## 本文抜粋
算数ドリルを用いた子どもの放課後学習スタート!

2020年3月12日

マリみんなの学校プロジェクトでは、子どもたちの基礎学力の定着を目指した学校運営委員会(CGS)の活動を支援しています。JICA「みんなの学校プロジェクト」で開発された「算数ドリル」を活用した補習活動を実施することで、基礎的な計算能力の定着を目指す活動です。

1月より実施していた、現時点での子どもの算数学力を把握するプレテスト(2020年1月31日のプロジェクトニュースをご覧ください)の集計が終わり、テスト結果を保護者や地域住民と共有するための住民集会が開催されました。

1年生は入学したてのため点数が高くないのは当然ですが、2年生から4年生でも大半の子どもがごく単純な計算問題すら正解できていませんでした。算数は積み上げ型の学習と言われますが、基礎となる計算能力が確立されていないと、より難しい計算は解けません。ほとんどの生徒が、その学年に上がる前に身につけておくべき計算能力を身につけられていないということが明らかになりました。

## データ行
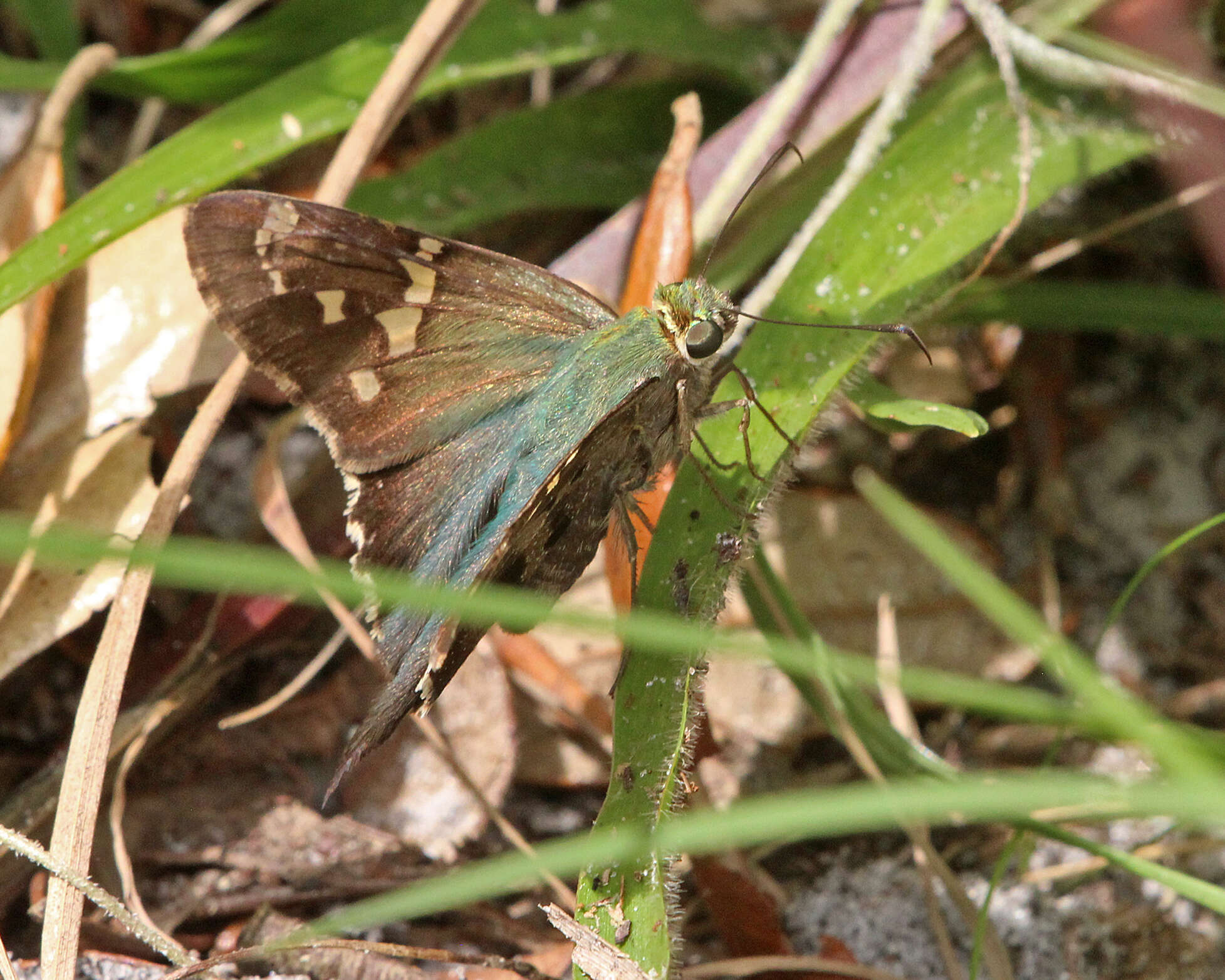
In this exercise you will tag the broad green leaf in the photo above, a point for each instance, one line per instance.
(52, 24)
(940, 191)
(1071, 305)
(591, 151)
(880, 402)
(320, 100)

## 設問と課題
[A] 放課後学習の記事について、次の問いに答えてください。
(i) 子どもたちの基礎学力の定着を目指して活動し、プロジェクトが支援している組織は何ですか。
(ii) 子どもの算数学力を把握するプレテストは、いつから実施されていましたか。
(iii) テスト結果を保護者や地域住民と共有するために開催されたものは何ですか。
[B] 放課後学習の記事のうち、「1年生は入学したてのため点数」から「うことが明らかになりました。」までを(両端を含む)、「積み上げ型」を「積み重ね型」に置き換えて記してください。
[C] 放課後学習の記事を、最後の文の後から書き継いでください。

## 課題別の解答
[A]
(i) 学校運営委員会(CGS)
(ii) 1月
(iii) 住民集会

[B]
1年生は入学したてのため点数が高くないのは当然ですが、2年生から4年生でも大半の子どもがごく単純な計算問題すら正解できていませんでした。算数は積み重ね型の学習と言われますが、基礎となる計算能力が確立されていないと、より難しい計算は解けません。ほとんどの生徒が、その学年に上がる前に身につけておくべき計算能力を身につけられていないということが明らかになりました。

[C]
住民集会では、テスト結果の集計と分析を行ったマリのNGOスタッフがこのことを説明したところ参加者の多くは大きなショックを受け、その原因を集会で話し合った結果、親が子どもの学習に無頓着で学校に任せきりであるケースが多いことが挙げられました。このような状況を改善するため、子どもたちが頼れる大人の助けを得て演習や復習などの自己学習をしっかり行なえるよう、算数ドリルを用いた放課後学習を学校運営委員会の活動として開始することが決定され、さっそく2月中旬からスタートしています(午後の授業がない水曜と木曜の放課後にそれぞれ2時間と、土曜の午前中3時間で週に合計7時間)。

この放課後学習は、地域のお兄さん・お姉さん、保護者などがボランティアで手助けします。地域ボランティアの皆さんが説明しているときは、普段学校で接している先生たちとは違うためか少々緊張気味の子どもたちもいましたが、一人ひとりにドリルが渡され、いよいよ自習学習が始まると、集中してドリルに取り組んでいました。1ページ終わるごとに地域ボランティアのところへドリルを持っていき、答え合わせをしてもらいます。全問正解するまで何度も繰り返すことで、基礎的な計算能力の定着を目指します。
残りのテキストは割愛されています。